## Given instruction
Pick out every line in the entries below that contains the word "distant", and copy each one.

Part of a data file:
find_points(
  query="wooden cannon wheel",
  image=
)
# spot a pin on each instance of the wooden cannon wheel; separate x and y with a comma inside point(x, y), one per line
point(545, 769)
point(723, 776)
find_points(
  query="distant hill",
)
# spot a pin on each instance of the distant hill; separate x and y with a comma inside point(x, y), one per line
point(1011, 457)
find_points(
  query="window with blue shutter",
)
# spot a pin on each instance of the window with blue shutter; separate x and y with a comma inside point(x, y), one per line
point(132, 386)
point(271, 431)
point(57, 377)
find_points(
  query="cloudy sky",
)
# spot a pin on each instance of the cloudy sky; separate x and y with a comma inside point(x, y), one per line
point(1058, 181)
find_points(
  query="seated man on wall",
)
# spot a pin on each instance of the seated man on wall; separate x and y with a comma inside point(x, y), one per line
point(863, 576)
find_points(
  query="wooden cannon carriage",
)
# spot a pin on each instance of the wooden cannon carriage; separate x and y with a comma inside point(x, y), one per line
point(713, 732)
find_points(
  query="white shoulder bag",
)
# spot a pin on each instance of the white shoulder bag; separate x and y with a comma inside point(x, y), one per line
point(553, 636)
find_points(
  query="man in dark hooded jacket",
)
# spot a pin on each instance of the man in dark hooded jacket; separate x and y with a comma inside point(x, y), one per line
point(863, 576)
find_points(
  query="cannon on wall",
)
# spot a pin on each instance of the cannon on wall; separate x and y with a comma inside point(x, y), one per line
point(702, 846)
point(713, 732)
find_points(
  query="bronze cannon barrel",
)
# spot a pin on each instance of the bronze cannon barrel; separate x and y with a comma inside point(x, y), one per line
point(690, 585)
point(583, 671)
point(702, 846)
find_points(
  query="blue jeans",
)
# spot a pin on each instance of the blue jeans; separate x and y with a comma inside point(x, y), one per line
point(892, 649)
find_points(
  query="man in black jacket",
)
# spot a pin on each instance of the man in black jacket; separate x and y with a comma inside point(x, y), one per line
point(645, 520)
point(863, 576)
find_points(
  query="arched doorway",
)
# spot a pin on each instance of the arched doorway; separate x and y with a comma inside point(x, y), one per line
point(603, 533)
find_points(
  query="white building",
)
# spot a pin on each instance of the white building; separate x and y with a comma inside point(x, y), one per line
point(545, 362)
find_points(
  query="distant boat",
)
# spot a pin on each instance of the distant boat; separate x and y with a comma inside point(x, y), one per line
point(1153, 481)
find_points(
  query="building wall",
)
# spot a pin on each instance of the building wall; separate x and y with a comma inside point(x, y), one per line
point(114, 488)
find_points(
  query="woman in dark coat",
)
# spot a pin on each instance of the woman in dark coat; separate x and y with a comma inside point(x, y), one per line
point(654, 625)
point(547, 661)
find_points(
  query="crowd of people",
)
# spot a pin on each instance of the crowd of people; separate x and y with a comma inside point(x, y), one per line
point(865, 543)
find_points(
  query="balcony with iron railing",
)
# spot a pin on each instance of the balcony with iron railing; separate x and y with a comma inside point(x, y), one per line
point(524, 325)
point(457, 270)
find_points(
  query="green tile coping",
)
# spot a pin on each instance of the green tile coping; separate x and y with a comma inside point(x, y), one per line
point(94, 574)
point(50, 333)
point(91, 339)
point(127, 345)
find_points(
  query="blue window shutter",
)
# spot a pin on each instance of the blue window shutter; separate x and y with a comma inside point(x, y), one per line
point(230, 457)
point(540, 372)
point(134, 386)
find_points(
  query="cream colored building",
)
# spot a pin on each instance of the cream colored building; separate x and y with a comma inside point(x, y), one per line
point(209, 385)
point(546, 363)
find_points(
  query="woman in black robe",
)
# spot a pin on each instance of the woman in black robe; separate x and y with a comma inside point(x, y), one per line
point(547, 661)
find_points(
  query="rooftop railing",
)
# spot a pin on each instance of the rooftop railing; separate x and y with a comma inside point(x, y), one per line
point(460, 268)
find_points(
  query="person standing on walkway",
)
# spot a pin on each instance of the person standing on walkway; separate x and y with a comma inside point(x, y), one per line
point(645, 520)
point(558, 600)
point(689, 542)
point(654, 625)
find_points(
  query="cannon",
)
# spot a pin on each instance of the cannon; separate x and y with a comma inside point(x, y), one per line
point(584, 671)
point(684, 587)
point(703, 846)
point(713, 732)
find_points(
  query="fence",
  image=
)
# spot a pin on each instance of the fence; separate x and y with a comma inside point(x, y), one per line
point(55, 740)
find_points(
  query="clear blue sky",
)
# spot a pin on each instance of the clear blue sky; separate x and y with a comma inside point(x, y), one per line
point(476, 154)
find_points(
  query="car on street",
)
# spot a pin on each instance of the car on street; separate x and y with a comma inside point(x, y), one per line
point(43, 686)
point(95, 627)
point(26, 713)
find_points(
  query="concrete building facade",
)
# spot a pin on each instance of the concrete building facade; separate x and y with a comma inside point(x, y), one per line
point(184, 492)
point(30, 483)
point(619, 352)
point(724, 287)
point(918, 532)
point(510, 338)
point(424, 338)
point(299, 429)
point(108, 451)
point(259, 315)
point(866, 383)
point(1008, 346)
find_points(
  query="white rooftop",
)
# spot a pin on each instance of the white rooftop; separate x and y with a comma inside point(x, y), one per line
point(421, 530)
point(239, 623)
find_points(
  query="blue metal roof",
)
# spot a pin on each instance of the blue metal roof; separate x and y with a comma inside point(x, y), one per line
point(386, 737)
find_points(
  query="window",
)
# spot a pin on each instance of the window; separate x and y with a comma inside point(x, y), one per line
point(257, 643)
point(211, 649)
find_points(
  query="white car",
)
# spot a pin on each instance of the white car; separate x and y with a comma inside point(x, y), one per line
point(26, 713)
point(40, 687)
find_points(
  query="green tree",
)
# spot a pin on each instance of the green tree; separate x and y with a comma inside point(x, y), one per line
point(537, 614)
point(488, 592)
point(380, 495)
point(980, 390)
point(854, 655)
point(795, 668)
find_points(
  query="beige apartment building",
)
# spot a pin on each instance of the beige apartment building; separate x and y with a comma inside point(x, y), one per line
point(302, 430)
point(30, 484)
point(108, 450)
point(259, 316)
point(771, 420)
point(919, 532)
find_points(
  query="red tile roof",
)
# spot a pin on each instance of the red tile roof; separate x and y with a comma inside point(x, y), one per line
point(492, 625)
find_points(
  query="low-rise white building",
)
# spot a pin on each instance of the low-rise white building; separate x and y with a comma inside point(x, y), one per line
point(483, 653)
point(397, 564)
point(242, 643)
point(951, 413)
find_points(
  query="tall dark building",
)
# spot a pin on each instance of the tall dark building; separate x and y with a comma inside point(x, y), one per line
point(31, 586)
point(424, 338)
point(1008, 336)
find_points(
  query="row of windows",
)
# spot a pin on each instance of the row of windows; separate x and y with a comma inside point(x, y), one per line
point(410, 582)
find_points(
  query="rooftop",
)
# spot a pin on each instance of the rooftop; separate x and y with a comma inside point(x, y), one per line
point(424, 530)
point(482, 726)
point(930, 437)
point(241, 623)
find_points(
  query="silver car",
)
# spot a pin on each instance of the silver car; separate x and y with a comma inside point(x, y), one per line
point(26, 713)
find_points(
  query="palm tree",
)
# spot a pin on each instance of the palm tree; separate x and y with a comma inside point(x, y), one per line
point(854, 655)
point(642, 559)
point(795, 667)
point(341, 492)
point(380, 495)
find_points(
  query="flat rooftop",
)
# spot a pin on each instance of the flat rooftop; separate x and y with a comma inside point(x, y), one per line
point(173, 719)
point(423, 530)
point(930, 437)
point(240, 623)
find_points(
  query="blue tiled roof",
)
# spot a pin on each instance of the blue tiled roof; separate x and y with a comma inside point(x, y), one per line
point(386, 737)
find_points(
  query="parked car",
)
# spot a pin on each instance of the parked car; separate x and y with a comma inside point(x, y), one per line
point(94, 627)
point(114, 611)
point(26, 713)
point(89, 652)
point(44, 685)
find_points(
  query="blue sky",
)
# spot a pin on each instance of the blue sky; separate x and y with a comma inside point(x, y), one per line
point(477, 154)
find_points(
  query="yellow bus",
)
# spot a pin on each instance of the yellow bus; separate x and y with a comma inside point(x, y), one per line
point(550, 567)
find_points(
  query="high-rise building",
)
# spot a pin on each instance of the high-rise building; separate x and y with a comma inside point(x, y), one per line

## Expected answer
  query="distant hill",
# spot a pin on each instance of the distant hill; separate x and y with a comma inside point(x, y), one per line
  query="distant boat",
# spot a pin on each instance of the distant boat; separate x and y with a comma inside point(x, y), one per line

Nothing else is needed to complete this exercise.